* TEXT PASSAGE *
Automated Formalization via Conceptual Retrieval-Augmented LLMs

Wangyue Lu, Lun Du, Sirui Li, Ke Weng, Haozhe Sun, Hengyu Liu, Minghe Yu, Tiancheng Zhang, Ge Yu

cs.AI Aug 9, 2025 · v1

autoformalization mathlib theorem-proving-ml

Read PDF arXiv abstract Code

TL;DR

CRAMF builds a concept-definition knowledge base from Mathlib4 to retrieval-augment LLM autoformalization of math into Lean 4.

Abstract

Interactive theorem provers (ITPs) require manual formalization, which is labor-intensive and demands expert knowledge. While automated formalization offers a potential solution, it faces two major challenges: model hallucination (e.g., undefined predicates, symbol misuse, and version incompatibility) and the semantic gap caused by ambiguous or missing premises in natural language descriptions. To address these issues, we propose CRAMF, a Concept-driven Retrieval-Augmented Mathematical Formalization framework. CRAMF enhances LLM-based autoformalization by retrieving formal definitions of core mathematical concepts, providing contextual grounding during code generation. However, applying retrieval-augmented generation (RAG) in this setting is non-trivial due to the lack of structured knowledge bases, the polymorphic nature of mathematical concepts, and the high precision required in formal retrieval. We introduce a framework for automatically constructing a concept-definition knowledge base from Mathlib4, the standard mathematical library for the Lean 4 theorem prover, indexing over 26,000 formal definitions and 1,000+ core mathematical concepts. To address conceptual polymorphism, we propose contextual query augmentation with domain- and application-level signals. In addition, we design a dual-channel hybrid retrieval strategy with reranking to ensure accurate and relevant definition retrieval. Experiments on miniF2F, ProofNet, and our newly proposed AdvancedMath benchmark show that CRAMF can be seamlessly integrated into LLM-based autoformalizers, yielding consistent improvements in translation accuracy, achieving up to 62.1% and an average of 29.9% relative improvement.

* INFORMATION PROVIDED *
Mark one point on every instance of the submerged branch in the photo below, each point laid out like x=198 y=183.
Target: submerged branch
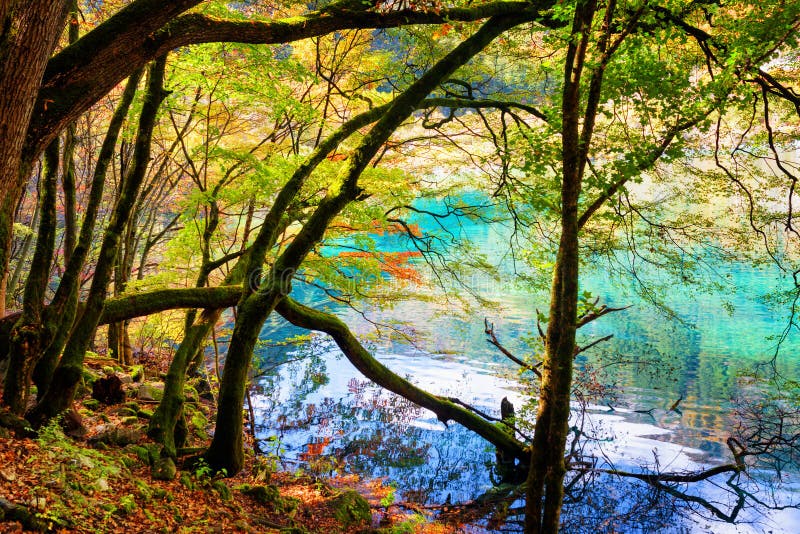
x=371 y=368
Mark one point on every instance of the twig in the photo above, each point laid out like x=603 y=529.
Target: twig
x=579 y=349
x=489 y=329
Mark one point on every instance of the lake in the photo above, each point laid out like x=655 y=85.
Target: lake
x=315 y=411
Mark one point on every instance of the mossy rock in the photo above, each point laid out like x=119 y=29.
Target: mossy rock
x=350 y=508
x=190 y=394
x=89 y=376
x=164 y=469
x=141 y=452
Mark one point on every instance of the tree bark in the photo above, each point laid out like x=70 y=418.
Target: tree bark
x=63 y=308
x=60 y=394
x=28 y=337
x=30 y=31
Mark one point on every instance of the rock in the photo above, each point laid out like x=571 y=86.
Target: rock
x=164 y=469
x=15 y=423
x=108 y=390
x=118 y=436
x=89 y=376
x=350 y=508
x=137 y=373
x=204 y=389
x=125 y=378
x=127 y=412
x=152 y=391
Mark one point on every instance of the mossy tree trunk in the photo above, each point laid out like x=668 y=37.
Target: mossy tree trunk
x=226 y=451
x=545 y=483
x=63 y=308
x=60 y=394
x=29 y=32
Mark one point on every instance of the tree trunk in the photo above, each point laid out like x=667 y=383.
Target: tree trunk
x=226 y=452
x=60 y=394
x=29 y=336
x=545 y=484
x=30 y=31
x=63 y=309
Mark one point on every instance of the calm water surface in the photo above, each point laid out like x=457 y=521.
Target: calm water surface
x=318 y=402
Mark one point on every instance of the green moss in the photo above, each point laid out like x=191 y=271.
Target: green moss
x=350 y=508
x=222 y=490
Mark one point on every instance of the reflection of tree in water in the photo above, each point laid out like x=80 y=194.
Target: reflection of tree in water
x=379 y=435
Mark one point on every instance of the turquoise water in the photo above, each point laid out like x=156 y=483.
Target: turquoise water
x=702 y=356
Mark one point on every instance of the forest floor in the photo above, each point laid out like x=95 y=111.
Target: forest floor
x=101 y=482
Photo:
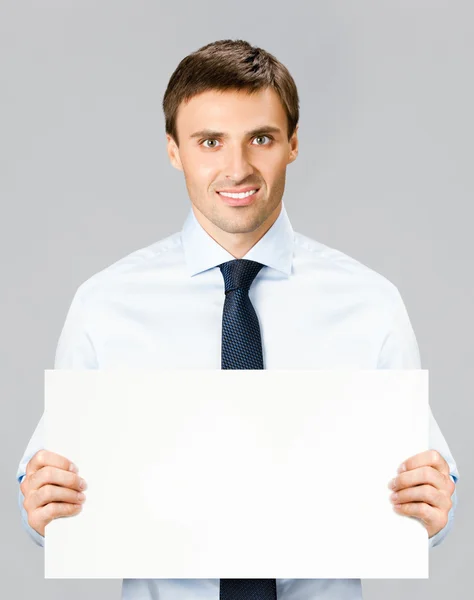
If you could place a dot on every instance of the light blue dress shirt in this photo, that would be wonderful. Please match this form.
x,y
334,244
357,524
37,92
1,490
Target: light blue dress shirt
x,y
161,307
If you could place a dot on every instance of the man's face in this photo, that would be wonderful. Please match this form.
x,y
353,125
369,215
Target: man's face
x,y
225,144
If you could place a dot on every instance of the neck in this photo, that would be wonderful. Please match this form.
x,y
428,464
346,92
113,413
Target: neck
x,y
237,244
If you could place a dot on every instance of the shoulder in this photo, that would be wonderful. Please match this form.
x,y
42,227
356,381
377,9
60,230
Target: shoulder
x,y
339,270
150,257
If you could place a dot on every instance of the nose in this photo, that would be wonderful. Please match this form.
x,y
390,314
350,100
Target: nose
x,y
237,165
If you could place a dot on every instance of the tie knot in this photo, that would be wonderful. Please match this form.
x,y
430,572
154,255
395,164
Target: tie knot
x,y
239,273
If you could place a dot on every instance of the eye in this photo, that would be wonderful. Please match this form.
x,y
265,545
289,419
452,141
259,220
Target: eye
x,y
259,137
208,141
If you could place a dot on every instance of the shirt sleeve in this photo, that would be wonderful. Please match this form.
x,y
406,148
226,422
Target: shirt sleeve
x,y
74,350
400,351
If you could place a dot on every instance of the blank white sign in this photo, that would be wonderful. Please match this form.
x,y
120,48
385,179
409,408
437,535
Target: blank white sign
x,y
236,473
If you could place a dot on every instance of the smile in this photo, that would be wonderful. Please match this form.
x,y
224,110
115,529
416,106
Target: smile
x,y
243,195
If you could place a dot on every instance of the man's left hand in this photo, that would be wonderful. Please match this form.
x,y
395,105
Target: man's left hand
x,y
423,489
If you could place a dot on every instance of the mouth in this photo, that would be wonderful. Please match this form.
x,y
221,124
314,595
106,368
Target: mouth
x,y
239,199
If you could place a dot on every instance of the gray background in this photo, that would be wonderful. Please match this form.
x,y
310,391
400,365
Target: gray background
x,y
384,174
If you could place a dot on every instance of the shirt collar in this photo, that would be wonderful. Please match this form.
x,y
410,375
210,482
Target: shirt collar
x,y
202,252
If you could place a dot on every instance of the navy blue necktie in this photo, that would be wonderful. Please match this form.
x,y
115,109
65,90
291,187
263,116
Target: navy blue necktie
x,y
242,349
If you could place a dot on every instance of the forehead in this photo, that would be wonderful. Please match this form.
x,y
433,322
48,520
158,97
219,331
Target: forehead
x,y
231,110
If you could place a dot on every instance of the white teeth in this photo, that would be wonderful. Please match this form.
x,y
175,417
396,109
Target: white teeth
x,y
243,195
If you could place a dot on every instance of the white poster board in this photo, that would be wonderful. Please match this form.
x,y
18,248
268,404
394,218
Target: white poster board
x,y
236,473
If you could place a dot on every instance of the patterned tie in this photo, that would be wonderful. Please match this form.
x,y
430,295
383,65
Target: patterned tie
x,y
242,349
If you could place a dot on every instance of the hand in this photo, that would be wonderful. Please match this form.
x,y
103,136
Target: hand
x,y
424,489
51,489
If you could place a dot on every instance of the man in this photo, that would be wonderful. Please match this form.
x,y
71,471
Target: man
x,y
237,288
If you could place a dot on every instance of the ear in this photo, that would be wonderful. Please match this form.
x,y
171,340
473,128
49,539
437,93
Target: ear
x,y
293,146
173,153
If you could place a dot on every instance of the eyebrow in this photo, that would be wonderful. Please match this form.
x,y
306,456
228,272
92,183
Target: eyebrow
x,y
209,133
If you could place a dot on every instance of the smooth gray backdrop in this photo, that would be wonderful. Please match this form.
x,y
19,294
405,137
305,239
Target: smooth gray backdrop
x,y
384,174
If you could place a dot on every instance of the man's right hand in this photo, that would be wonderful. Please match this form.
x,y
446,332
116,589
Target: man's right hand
x,y
51,489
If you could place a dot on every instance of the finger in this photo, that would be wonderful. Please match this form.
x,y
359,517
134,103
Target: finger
x,y
429,458
44,458
53,510
53,493
58,477
423,493
420,476
420,510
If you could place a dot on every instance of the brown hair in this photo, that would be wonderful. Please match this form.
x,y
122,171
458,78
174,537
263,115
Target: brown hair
x,y
229,65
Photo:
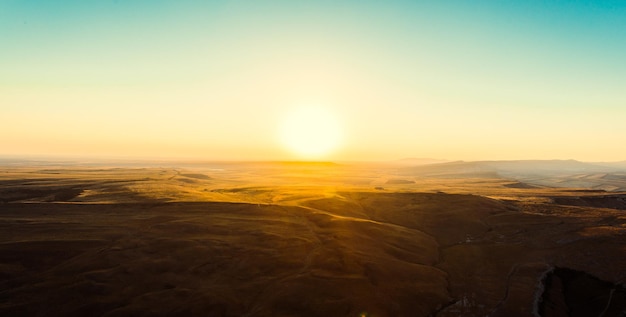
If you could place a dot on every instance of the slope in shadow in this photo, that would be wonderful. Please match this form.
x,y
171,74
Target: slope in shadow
x,y
574,293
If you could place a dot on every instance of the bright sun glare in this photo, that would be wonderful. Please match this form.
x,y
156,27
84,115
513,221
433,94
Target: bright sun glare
x,y
311,132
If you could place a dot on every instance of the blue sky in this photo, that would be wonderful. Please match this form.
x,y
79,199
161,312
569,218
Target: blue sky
x,y
453,79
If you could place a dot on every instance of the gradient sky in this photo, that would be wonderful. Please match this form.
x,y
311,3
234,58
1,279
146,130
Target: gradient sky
x,y
212,80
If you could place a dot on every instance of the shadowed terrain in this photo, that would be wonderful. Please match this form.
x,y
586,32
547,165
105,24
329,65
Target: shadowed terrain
x,y
302,240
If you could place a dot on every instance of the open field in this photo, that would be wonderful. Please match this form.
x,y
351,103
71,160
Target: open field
x,y
305,239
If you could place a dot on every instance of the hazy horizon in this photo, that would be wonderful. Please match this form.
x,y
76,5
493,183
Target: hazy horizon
x,y
224,80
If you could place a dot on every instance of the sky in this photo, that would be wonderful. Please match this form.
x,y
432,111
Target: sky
x,y
216,80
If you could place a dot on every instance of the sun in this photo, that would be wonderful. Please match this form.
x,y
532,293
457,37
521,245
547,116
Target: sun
x,y
311,132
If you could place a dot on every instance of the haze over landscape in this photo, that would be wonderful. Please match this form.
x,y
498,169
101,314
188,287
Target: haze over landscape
x,y
215,80
312,158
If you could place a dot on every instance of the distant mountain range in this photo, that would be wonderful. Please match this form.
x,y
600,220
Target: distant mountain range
x,y
550,173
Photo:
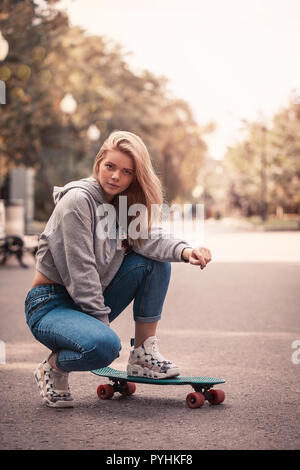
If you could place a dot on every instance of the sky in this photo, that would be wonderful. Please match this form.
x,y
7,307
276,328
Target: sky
x,y
229,59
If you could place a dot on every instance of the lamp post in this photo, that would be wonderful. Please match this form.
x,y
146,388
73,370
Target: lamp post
x,y
68,106
4,47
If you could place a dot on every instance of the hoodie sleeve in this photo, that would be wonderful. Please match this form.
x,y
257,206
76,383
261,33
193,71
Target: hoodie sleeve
x,y
162,246
72,248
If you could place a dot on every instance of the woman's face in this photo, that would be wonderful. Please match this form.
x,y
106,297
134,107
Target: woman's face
x,y
116,172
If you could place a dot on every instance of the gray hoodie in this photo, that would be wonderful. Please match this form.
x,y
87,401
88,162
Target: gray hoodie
x,y
70,252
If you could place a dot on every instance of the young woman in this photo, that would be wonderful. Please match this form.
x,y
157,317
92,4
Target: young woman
x,y
87,272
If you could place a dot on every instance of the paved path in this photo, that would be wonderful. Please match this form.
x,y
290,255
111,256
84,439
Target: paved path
x,y
236,320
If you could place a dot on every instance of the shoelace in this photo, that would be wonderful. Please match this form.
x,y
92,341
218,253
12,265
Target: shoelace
x,y
158,356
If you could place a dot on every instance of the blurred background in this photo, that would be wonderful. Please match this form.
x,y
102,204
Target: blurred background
x,y
212,88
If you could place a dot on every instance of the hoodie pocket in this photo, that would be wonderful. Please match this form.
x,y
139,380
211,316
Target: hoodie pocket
x,y
37,303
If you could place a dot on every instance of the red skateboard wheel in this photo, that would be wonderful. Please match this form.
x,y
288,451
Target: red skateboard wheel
x,y
216,397
195,399
105,391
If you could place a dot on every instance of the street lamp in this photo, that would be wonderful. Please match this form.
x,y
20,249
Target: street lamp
x,y
4,47
68,106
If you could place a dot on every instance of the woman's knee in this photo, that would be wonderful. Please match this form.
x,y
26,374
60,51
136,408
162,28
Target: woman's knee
x,y
162,270
106,348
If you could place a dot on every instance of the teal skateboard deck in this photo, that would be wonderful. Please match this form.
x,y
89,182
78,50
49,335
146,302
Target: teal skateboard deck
x,y
125,384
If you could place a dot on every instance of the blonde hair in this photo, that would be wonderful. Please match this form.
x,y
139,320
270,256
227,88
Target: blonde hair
x,y
146,187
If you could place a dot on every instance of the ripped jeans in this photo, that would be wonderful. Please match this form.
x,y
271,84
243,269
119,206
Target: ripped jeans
x,y
83,342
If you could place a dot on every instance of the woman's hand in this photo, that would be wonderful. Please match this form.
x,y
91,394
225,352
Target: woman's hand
x,y
197,256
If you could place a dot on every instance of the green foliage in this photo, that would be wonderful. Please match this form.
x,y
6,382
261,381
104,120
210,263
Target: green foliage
x,y
48,59
263,171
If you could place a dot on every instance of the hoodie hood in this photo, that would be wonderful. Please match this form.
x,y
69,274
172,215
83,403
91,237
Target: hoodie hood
x,y
90,185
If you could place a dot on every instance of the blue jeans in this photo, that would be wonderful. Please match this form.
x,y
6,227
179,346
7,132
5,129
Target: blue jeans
x,y
81,341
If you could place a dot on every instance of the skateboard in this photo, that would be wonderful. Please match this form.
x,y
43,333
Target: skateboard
x,y
125,384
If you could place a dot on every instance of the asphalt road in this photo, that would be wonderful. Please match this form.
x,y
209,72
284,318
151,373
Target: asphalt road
x,y
236,319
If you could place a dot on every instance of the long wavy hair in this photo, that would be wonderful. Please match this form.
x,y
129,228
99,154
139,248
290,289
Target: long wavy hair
x,y
146,187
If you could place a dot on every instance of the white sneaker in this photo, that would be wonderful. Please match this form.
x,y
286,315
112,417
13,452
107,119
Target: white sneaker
x,y
146,361
53,385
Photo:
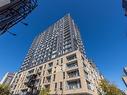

* COMPLETE THE FOLLOWING *
**1)** Decide whether each statement below agrees with the text on automated formalization. Answer yes or no for each, quoting the deciding words of that text. (a) The knowledge base indexes more than 26,000 formal definitions. (b) The average relative improvement reported is 62.1%. (c) The knowledge base is built from Mathlib4.
**2)** Rewrite the text on automated formalization between "Automated Formalization via" and "into Lean 4.", inclusive, using "Mathlib" in place of "Mathlib4".
**3)** Extend the text on automated formalization, starting after its final sentence.

* PER-TASK ANSWERS *
**1)**
(a) Yes: "indexing over 26,000 formal definitions and 1,000+ core mathematical concepts"
(b) No: "achieving up to 62.1% and an average of 29.9% relative improvement"
(c) Yes: "automatically constructing a concept-definition knowledge base from Mathlib4"

**2)**
Automated Formalization via Conceptual Retrieval-Augmented LLMs

Wangyue Lu, Lun Du, Sirui Li, Ke Weng, Haozhe Sun, Hengyu Liu, Minghe Yu, Tiancheng Zhang, Ge Yu

cs.AI Aug 9, 2025 · v1

autoformalization mathlib theorem-proving-ml

Read PDF arXiv abstract Code

TL;DR

CRAMF builds a concept-definition knowledge base from Mathlib to retrieval-augment LLM autoformalization of math into Lean 4.

**3)**
Problem

Automated formalization faces two challenges: model hallucination (undefined predicates, symbol misuse, version incompatibility) and semantic gaps caused by ambiguous or missing premises in natural language descriptions.

Approach

CRAMF is a Concept-driven Retrieval-Augmented Mathematical Formalization framework that retrieves formal definitions of core mathematical concepts from a structured knowledge base to provide contextual grounding during code generation. The knowledge base is automatically constructed from Mathlib4, indexing over 26,000 formal definitions and 1,000+ core concepts. Contextual query augmentation addresses conceptual polymorphism, and a dual-channel hybrid retrieval strategy with reranking ensures accurate definition retrieval.

Figure 2: Overview of the CRAMF framework. (a) Construction of the concept-definition knowledge base via back-translation and concept extraction from Mathlib definitions. (b) Integration into autoformalization: extracted concepts retrieve relevant definitions to guide formal code generation.

Results

On miniF2F, ProofNet, and a new AdvancedMath benchmark, CRAMF achieves up to 62.1% and an average of 29.9% relative improvement in translation accuracy when integrated into LLM-based autoformalizers.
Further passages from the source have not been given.